(List of tasks):
a – In the speech accents text, the result must have at least feature parity with what, or it is not worth the effort?
b – Pick up the speech accents text after its final sentence and write the next part.

— Start Text shown —

Speech accents
Summary
Accent system is used to modify speech before it is sent to chat to simulate speech defects or status effects. Text replacement rules are defined using special format.
Motivation
While it is possible to type any accent manually, it is handy to have some automatic system. Additionally accents can act as limitations like vision, hearing and other impairments.
Custom format should simplify accent creation by focusing on rules.
The result of this should at least have feature parity with Unitystation accents, otherwise it is not worth the effort.
Guide-level explanation
Accents modify player speech in chat. Multiple accents can be applied on top of each other, making message much less comprehensible.
Accents can be acquired in multiple ways: selected accent(s) during character creation, wearing items items (clown mask), status effects (alcohol consumption, low health) and maybe others.
Replacements are found in multiple passes. Each pass inside accent
has a name and consists of multiple rules which are combined into a
single regex. A rule says what to replace with what tag. Simplest
example of rule is: replace hello with Literal("bonjour").
Literal is one of the tags, it replaces original with given string.

— End Text shown —
— Start Information shown —

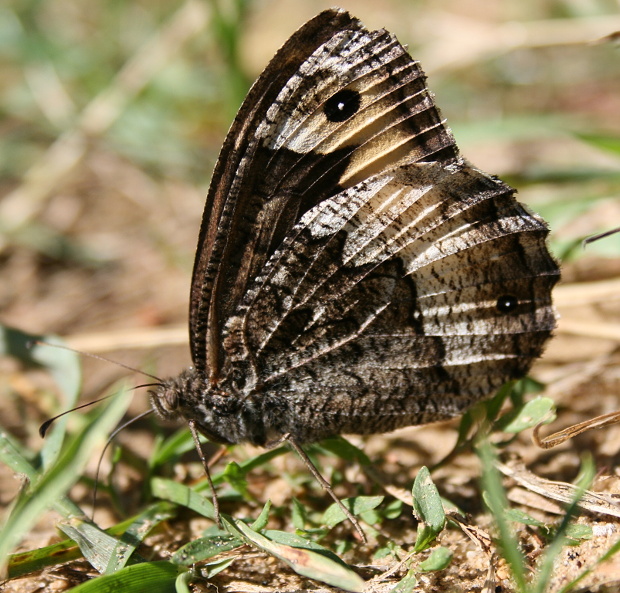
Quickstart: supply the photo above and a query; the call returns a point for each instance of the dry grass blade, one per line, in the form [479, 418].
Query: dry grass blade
[595, 502]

— End Information shown —

(Task responses):
a – Unitystation accents.

b –
Note that hello is actually a regex pattern, more complex things can
be matched.
Some of the tags are:
- Original: does not replace (leaves original match as is)
- Literal: puts given string
- Any: selects random inner replacement with equal weights
- Upper: converts inner result to uppercase
- Lower: converts inner result to lowercase
- Concat: runs left and right inner tags and adds them together
Some tags take others as an argument. For example, Upper:
Upper(Literal("bonjour")) will result in hello being replaced with
BONJOUR.
It is possible to define multiple intenisty levels of accent in the
same file. You can make accent get progressively worse as intensity goes
higher. Intensity can be either randomly assigned or get worse as effect
progresses (you get more drunk).
Ron example:
// This accent adds honks at the end of your messages (regex anchor $)
// On intencity 1+ it adds more honks and UPPERCASES EVERYTHING YOU SAY
(
accent: {
// `ending` pass. all regexes inside pass are merged. make sure to avoid overlaps
"ending": (
rules: {
// 1 or 2 honks on default intensity of 0
"$": {"Any": [
{"Literal": " HONK!"},
{"Literal": " HONK HONK!"},
]},
},
),
},
intensities: {
1: Extend({
// merges with `ending` pass from accent body (intensity 0 implicitly)
"ending": (
rules: {
// overwrite "$" to be 2 to 3 honks
"$": {"Any": [
{"Literal": " HONK HONK!"},
{"Literal": " HONK HONK HONK!"},
]}),
},
),
// gets placed at the end as new pass because `main` did not exist previously
"main": (
rules: {
// uppercase everything you say
".+": {"Upper": {"Original": ()}}),
},
),
}),
},
)
Reference-level explanation
General structure
Accent consists of 2 parts:
accent: intensity 0intensities: a map from level to enum ofExtendorReplace, containing intensity definition inside, same asaccent
Accent is executed from top to bottom sequentially.
Regex patterns
Every pattern is compiled into regex meaning it has to be valid rust regex syntax. While some features are missing, regex crate provides excellent linear performance.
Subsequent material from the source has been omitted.